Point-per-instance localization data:
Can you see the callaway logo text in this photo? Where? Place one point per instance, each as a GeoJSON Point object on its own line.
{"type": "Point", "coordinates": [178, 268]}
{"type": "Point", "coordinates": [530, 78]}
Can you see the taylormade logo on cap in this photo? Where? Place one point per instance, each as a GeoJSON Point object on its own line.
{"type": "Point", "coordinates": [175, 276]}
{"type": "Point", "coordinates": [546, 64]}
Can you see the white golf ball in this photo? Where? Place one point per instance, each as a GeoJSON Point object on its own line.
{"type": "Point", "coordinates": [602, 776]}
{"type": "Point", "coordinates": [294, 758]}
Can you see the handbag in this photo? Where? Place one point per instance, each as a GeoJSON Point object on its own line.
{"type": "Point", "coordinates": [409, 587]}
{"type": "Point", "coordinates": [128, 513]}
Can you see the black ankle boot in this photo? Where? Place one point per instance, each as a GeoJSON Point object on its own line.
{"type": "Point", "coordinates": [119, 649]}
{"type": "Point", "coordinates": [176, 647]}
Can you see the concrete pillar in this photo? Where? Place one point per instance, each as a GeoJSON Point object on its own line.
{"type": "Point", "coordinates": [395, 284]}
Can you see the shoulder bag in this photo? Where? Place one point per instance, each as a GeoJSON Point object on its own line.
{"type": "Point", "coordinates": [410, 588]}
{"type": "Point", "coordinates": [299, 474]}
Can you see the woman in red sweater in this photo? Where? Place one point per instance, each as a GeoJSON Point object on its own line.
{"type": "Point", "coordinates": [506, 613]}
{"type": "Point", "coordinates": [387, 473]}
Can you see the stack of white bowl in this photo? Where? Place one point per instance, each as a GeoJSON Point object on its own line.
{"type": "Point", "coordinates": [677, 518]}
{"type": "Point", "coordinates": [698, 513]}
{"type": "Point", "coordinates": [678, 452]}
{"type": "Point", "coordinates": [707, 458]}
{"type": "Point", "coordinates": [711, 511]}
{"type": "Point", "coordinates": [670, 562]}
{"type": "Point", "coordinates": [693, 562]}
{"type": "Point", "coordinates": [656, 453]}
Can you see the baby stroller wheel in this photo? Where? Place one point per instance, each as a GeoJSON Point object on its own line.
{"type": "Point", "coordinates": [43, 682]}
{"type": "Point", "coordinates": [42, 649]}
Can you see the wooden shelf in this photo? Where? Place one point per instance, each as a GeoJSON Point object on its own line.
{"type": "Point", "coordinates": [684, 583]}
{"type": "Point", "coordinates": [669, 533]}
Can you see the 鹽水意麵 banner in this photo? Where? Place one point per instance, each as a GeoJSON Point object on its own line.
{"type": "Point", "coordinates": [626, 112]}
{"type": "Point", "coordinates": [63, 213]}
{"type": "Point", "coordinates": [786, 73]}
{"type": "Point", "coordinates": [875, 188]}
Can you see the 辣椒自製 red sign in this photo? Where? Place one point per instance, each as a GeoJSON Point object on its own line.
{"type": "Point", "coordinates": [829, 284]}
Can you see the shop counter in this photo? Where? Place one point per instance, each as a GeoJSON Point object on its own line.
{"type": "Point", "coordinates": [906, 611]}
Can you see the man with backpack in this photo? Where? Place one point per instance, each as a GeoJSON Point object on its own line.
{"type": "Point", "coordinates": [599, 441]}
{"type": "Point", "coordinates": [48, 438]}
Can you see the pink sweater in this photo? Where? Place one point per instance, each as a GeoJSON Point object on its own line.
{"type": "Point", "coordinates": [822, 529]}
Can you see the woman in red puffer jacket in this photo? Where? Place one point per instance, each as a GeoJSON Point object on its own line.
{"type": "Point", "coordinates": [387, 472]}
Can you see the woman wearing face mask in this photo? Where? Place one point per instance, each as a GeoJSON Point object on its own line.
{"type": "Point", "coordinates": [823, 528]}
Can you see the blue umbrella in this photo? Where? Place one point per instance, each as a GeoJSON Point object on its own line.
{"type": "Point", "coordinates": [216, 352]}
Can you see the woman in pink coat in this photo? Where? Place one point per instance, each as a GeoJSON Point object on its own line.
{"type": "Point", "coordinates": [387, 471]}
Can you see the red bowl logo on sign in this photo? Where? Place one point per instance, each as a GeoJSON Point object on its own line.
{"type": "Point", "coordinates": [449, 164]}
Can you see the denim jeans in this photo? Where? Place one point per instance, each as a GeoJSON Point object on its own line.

What the task requires:
All of the data, start to finish: please output it exactly.

Solved exercise:
Can you see the callaway logo text in this photo? Where? Place one point per instance, each as a GeoJSON Point object on its own line.
{"type": "Point", "coordinates": [178, 268]}
{"type": "Point", "coordinates": [530, 78]}
Can you see the taylormade logo on cap in this photo? Where? Place one point per instance, each as a GeoJSON Point object on its own line.
{"type": "Point", "coordinates": [175, 276]}
{"type": "Point", "coordinates": [546, 64]}
Can you see the white golf ball in this photo? Where? Place one point per instance, each as a GeoJSON Point object on its own line.
{"type": "Point", "coordinates": [602, 776]}
{"type": "Point", "coordinates": [294, 758]}
Can you see the handbag in this photo? Where? Place one point per instance, each as a GeoJSON Point object on its own line.
{"type": "Point", "coordinates": [409, 587]}
{"type": "Point", "coordinates": [128, 513]}
Can you see the black ankle boot in this photo? Where? Place one point per instance, each as a GeoJSON Point object on its own line.
{"type": "Point", "coordinates": [119, 649]}
{"type": "Point", "coordinates": [176, 647]}
Can you see the concrete pillar in this photo? Where? Place one point per instance, each as a GeoJSON Point object on its own line.
{"type": "Point", "coordinates": [395, 284]}
Can you see the shoulder bag in this photo? Where? Place one point per instance, each as a GeoJSON Point object on its own line.
{"type": "Point", "coordinates": [410, 588]}
{"type": "Point", "coordinates": [299, 474]}
Can you see the woman in red sweater in this photo? Where? Place one point per instance, each as a GeoJSON Point object on its own line.
{"type": "Point", "coordinates": [506, 613]}
{"type": "Point", "coordinates": [387, 473]}
Can you see the stack of white bowl in this photo? Where? Place one point per instance, each as a GeoJSON Point object on its own line.
{"type": "Point", "coordinates": [677, 518]}
{"type": "Point", "coordinates": [698, 513]}
{"type": "Point", "coordinates": [678, 452]}
{"type": "Point", "coordinates": [707, 458]}
{"type": "Point", "coordinates": [711, 511]}
{"type": "Point", "coordinates": [670, 562]}
{"type": "Point", "coordinates": [693, 562]}
{"type": "Point", "coordinates": [656, 453]}
Can you see the baby stroller wheel in this photo? Where? Place one point per instance, each as a GeoJSON Point object on its own line.
{"type": "Point", "coordinates": [43, 682]}
{"type": "Point", "coordinates": [42, 649]}
Can you see the wooden shelf in this photo? Where? Place one point per instance, each as a GeoJSON Point object on its own line.
{"type": "Point", "coordinates": [684, 583]}
{"type": "Point", "coordinates": [669, 533]}
Can you see the 鹽水意麵 banner in this photo? Where? Place one point per instance, each as a GeoJSON Point object on its own line.
{"type": "Point", "coordinates": [626, 112]}
{"type": "Point", "coordinates": [63, 213]}
{"type": "Point", "coordinates": [786, 73]}
{"type": "Point", "coordinates": [875, 188]}
Can you see the 辣椒自製 red sign in this photo? Where? Place one point per instance, each as a GeoJSON Point object on its own line.
{"type": "Point", "coordinates": [829, 284]}
Can you see the shop counter in this photo? Where? Place one point per instance, each as a GeoJSON Point object on its own line.
{"type": "Point", "coordinates": [906, 611]}
Can you see the man with backpack in this photo? Where? Place one point per instance, each as a GeoJSON Point object on its own line.
{"type": "Point", "coordinates": [599, 441]}
{"type": "Point", "coordinates": [48, 438]}
Can you see the pink sweater in this photo? Where? Place one point per instance, each as a GeoJSON Point object on its own line.
{"type": "Point", "coordinates": [822, 529]}
Can you see the woman in red puffer jacket in this photo? Where? Place one point per instance, each as a GeoJSON Point object on its own line.
{"type": "Point", "coordinates": [387, 472]}
Can you see the woman wearing face mask in this photo? Where? Place one point per instance, each as a GeoJSON Point object on its own line.
{"type": "Point", "coordinates": [823, 528]}
Can you see the blue umbrella in this photo? Where? Place one point per instance, each as a GeoJSON Point object on its own line.
{"type": "Point", "coordinates": [216, 352]}
Can you see the woman in pink coat in this photo? Where? Place one point per instance, each as a GeoJSON Point object on its own line.
{"type": "Point", "coordinates": [387, 471]}
Can you see the red bowl logo on sign in this photo? Where? Place one point per instance, each as a GeoJSON Point object on its own line.
{"type": "Point", "coordinates": [449, 164]}
Can you see the denim jeans in this photo? Where? Place one point per instance, each as a GeoJSON Point object on its own line.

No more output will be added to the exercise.